DESCRIPTION OF THE TASK
Please answer these questions from the text about the song "Black Diamond" below:
(a) Who sings lead vocals once the riff enters?
(b) Which album has a remixed and edited studio version of the song?
(c) On which 1984 album did The Replacements record their version?

TEXT SHOWN
•••••
The song is the closing track on the band's eponymous first album, Kiss, released in 1974. It begins with an acoustic opening sung by Stanley before a furious riff enters, accompanied by Peter Criss on lead vocals. It ends with Ace Frehley's solo, then one chord repeated during a gradual slowing of the tape. The live version is usually sped up in tempo, combined with stage pyrotechnics and a rising drum platform.

== Appearances ==
"Black Diamond" has appeared on the following Kiss albums:

- Kiss - studio version
- Alive! - live version
- The Originals - studio version
- Double Platinum - remixed & edited studio version
- The Box Set - studio version
- Kiss Symphony: Alive IV - live version
- Gold - studio version
- Kiss Alive! 1975–2000 - Alive! version + new live version
- Sonic Boom - new studio version

==Cover versions==
- The Replacements did a version on their 1984 album Let It Be. A live recording from 1986 was featured on the 2017 album For Sale: Live at Maxwell's 1986.
•••••
RECORDS
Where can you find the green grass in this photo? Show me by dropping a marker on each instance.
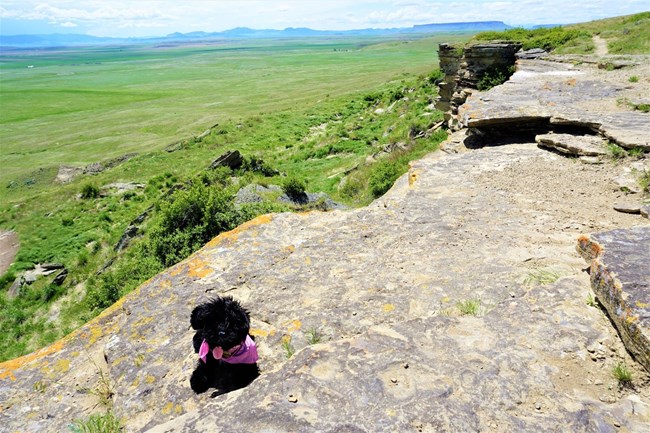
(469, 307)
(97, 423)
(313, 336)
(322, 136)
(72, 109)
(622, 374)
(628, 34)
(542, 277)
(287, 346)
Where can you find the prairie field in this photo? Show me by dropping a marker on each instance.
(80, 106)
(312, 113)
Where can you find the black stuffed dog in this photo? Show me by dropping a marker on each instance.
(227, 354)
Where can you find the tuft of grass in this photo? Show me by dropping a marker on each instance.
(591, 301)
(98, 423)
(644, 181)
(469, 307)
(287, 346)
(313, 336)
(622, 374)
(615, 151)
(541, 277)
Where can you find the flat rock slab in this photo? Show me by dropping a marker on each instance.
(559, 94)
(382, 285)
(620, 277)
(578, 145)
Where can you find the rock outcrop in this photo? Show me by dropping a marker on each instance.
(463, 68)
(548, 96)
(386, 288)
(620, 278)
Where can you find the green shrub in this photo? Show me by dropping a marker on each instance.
•••••
IN RESPONSE
(a) Peter Criss
(b) Double Platinum
(c) Let It Be